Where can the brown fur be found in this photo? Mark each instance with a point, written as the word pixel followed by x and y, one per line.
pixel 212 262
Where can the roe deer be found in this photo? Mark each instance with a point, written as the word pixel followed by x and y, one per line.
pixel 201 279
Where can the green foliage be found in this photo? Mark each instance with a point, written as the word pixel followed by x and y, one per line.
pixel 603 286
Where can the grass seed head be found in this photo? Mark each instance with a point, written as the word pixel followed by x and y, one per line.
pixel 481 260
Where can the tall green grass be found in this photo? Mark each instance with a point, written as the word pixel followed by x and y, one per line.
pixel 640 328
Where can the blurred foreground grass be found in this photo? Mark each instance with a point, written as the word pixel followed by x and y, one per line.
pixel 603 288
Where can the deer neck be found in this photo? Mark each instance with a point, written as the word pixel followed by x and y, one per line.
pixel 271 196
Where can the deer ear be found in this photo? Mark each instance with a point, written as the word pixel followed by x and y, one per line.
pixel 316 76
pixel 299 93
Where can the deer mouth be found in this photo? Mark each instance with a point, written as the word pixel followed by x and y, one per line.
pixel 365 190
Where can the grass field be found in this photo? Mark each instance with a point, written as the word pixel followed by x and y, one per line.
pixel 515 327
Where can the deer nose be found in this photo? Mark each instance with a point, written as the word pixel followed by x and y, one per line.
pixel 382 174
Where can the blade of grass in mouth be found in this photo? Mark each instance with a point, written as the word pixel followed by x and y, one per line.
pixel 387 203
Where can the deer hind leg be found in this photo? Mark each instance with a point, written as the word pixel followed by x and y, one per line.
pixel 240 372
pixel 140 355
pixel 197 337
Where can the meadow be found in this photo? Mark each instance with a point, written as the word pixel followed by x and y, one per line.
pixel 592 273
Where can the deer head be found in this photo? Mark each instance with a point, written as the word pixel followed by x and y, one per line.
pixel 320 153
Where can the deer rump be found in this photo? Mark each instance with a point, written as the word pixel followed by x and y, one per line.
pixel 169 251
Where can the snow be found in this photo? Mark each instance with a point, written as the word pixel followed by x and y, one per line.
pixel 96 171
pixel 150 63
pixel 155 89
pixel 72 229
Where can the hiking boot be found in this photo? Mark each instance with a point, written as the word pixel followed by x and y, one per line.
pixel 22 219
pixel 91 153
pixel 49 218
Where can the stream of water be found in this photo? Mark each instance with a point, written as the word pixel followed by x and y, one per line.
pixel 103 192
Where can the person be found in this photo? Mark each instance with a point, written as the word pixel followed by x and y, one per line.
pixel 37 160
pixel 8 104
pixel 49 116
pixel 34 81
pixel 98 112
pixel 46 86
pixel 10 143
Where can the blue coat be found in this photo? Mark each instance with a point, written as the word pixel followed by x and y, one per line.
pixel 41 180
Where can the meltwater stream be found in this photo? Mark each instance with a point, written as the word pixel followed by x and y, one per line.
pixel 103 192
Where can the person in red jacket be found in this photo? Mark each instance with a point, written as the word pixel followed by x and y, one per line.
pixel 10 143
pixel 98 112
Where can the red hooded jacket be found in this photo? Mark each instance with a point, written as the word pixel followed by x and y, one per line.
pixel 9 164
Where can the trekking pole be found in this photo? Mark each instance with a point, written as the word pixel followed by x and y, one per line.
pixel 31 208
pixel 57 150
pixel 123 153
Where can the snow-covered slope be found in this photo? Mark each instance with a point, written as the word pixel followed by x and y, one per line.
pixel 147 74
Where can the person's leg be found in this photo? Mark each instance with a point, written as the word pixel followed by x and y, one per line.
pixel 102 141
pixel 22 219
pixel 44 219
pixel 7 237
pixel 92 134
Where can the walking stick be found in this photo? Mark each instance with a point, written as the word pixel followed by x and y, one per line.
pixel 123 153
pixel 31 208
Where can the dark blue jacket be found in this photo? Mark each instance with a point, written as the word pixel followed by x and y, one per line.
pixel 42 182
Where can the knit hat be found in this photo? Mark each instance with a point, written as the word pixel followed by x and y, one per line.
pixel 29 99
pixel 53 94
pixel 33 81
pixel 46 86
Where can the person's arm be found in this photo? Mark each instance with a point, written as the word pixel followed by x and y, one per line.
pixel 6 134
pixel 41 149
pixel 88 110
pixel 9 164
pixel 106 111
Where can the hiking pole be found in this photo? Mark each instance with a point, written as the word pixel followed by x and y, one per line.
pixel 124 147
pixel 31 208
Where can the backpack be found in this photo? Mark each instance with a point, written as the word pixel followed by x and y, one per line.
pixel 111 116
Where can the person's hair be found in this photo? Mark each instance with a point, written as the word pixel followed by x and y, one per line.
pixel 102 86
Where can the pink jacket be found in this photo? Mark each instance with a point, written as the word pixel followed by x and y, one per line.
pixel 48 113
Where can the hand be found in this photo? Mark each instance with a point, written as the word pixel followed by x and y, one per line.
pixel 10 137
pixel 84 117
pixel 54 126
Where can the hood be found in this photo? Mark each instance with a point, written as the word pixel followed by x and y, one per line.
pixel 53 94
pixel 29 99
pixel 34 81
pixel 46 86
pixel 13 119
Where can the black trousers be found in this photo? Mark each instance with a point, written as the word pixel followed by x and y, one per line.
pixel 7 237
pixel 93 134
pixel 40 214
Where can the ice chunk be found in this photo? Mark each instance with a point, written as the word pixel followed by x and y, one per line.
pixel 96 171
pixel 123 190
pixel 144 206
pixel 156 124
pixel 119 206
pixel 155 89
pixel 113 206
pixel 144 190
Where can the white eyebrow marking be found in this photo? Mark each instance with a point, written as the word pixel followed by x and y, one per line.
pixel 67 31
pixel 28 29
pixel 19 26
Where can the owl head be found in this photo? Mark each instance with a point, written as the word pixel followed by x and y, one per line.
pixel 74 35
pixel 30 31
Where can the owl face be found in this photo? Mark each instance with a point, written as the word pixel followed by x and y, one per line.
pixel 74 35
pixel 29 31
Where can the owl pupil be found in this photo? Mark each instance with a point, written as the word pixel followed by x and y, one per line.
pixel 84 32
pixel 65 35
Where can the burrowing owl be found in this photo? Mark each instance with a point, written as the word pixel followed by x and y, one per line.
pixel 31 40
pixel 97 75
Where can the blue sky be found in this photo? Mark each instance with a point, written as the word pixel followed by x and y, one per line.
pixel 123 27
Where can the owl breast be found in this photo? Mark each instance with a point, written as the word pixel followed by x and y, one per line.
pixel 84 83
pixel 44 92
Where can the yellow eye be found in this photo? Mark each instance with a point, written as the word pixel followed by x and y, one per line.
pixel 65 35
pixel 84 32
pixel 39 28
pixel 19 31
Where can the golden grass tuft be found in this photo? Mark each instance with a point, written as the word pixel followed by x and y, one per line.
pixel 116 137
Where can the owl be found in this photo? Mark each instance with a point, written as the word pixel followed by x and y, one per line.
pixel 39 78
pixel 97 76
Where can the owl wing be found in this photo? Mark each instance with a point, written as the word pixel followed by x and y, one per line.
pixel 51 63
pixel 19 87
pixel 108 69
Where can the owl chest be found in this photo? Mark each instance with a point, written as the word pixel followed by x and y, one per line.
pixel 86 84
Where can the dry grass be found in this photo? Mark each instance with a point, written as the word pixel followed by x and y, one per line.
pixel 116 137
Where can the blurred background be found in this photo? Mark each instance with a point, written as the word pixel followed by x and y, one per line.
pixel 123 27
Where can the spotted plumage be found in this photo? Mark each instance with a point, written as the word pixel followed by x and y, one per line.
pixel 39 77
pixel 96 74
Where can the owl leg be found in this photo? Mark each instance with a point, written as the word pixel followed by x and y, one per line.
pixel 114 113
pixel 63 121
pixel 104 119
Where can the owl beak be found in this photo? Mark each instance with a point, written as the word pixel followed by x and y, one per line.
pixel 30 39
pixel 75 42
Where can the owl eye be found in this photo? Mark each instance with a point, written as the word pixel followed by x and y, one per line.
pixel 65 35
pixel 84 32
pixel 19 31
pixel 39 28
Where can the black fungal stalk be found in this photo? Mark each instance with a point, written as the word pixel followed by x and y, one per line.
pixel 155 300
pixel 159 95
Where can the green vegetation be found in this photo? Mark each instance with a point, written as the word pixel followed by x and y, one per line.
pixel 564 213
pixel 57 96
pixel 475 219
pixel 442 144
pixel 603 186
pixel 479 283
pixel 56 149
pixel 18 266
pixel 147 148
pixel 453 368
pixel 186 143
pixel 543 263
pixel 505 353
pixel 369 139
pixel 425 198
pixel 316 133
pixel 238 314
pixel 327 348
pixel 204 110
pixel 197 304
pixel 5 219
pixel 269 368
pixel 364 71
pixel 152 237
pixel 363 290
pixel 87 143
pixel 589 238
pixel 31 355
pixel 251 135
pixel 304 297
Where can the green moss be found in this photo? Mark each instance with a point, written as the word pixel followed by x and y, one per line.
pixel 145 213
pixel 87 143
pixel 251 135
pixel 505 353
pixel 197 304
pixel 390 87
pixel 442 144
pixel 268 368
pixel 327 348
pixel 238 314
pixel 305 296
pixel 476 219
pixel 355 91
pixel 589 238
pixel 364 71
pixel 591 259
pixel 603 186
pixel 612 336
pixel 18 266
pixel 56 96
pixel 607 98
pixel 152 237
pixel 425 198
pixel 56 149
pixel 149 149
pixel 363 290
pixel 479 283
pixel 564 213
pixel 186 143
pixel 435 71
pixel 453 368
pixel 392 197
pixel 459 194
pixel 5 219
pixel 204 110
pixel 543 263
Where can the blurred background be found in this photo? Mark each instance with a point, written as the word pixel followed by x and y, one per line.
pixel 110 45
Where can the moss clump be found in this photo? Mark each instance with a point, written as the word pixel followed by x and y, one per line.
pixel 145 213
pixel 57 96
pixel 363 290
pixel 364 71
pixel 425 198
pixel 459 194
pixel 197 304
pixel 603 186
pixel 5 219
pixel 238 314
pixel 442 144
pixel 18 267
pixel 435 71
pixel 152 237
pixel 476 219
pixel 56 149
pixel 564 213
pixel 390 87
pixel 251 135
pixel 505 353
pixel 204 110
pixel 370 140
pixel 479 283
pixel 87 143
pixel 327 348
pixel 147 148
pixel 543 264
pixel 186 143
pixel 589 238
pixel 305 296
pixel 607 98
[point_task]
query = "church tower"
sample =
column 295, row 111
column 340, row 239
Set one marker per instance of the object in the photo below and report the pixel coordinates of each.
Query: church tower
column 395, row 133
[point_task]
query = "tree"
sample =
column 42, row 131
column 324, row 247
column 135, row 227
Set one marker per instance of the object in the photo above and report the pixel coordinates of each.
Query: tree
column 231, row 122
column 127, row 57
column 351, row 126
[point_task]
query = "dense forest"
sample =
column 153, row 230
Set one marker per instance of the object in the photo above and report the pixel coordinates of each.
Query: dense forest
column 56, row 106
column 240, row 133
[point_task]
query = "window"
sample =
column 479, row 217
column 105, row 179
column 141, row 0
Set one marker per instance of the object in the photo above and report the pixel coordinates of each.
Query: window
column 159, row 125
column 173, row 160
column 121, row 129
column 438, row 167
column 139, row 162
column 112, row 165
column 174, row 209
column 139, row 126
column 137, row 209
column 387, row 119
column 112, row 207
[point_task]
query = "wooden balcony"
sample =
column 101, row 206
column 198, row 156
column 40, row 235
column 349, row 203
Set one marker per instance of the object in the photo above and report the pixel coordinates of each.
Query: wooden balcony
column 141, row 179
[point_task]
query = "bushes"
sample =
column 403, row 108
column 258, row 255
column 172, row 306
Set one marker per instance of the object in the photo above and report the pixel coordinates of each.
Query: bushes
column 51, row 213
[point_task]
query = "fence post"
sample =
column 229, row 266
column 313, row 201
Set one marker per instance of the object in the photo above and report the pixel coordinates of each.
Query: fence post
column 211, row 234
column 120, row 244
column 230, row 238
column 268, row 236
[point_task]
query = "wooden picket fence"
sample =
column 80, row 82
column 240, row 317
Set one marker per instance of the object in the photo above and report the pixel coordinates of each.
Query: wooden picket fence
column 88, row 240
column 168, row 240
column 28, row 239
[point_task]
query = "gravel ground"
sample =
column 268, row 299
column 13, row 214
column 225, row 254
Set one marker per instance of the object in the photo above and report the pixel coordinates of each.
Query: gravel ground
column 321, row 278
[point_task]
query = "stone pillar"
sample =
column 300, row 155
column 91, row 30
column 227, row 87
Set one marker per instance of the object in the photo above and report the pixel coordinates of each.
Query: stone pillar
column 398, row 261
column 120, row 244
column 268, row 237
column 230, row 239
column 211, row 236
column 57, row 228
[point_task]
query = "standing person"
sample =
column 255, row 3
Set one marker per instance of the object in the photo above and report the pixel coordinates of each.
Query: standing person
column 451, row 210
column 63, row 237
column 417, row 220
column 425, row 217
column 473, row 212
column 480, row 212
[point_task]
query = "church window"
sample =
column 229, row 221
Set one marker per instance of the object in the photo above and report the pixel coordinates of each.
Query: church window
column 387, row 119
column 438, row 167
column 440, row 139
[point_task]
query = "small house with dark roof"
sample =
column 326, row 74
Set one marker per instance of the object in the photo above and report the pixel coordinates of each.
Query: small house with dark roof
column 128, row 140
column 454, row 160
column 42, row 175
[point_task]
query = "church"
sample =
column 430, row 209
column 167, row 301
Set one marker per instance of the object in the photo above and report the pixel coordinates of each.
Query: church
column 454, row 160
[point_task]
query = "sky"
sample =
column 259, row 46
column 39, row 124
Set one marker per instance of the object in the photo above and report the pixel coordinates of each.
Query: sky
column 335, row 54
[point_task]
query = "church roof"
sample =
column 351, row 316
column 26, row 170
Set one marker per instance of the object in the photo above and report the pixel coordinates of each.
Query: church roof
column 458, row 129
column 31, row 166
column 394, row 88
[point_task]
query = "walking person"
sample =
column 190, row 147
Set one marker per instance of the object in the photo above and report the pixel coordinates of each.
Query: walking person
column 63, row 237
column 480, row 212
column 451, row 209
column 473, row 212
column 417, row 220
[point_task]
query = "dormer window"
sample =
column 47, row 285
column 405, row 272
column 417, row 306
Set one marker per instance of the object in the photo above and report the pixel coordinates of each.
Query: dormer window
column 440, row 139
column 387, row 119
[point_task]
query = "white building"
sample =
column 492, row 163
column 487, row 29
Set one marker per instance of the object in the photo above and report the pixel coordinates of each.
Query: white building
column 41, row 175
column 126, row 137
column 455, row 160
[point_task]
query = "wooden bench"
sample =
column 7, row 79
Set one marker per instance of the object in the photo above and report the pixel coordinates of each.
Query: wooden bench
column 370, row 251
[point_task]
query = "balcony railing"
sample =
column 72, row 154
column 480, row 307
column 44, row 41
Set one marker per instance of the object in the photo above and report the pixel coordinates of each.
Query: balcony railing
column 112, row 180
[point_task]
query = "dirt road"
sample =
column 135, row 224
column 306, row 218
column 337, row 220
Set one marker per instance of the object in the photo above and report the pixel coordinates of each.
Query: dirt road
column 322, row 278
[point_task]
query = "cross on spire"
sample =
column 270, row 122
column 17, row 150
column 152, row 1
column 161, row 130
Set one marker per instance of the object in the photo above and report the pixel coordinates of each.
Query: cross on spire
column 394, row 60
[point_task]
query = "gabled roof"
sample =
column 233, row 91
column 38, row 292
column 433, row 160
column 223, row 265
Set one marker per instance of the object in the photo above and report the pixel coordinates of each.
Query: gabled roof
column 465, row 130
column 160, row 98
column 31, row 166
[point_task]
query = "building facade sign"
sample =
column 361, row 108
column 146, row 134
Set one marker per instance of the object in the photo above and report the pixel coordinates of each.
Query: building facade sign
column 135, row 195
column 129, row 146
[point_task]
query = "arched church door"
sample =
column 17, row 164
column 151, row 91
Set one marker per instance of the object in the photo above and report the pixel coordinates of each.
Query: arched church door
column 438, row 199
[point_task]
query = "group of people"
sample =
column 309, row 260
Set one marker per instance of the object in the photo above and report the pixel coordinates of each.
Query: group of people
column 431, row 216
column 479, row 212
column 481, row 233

□ □ □

Task statement :: The lines from the one containing "column 38, row 292" through the final line of the listing above are all you should set down, exactly as written.

Response to the task ::
column 38, row 292
column 433, row 160
column 223, row 265
Set one marker per instance of the object in the photo above and report the pixel coordinates of each.
Query: gabled roof
column 465, row 130
column 160, row 98
column 31, row 166
[point_task]
query = "building facade sign"
sample =
column 361, row 108
column 146, row 134
Set one marker per instance of the object in the photo above and report the pixel coordinates of each.
Query: building facade sign
column 135, row 195
column 129, row 146
[point_task]
query = "arched church door"
sample =
column 17, row 164
column 151, row 91
Set one marker per instance of the object in the photo above and report the pixel coordinates of each.
Query: arched church door
column 438, row 199
[point_task]
query = "group of people"
sample =
column 309, row 260
Set one marker per instance of the object in the photo above and report the pixel coordinates of each.
Query: group of people
column 431, row 216
column 479, row 212
column 481, row 233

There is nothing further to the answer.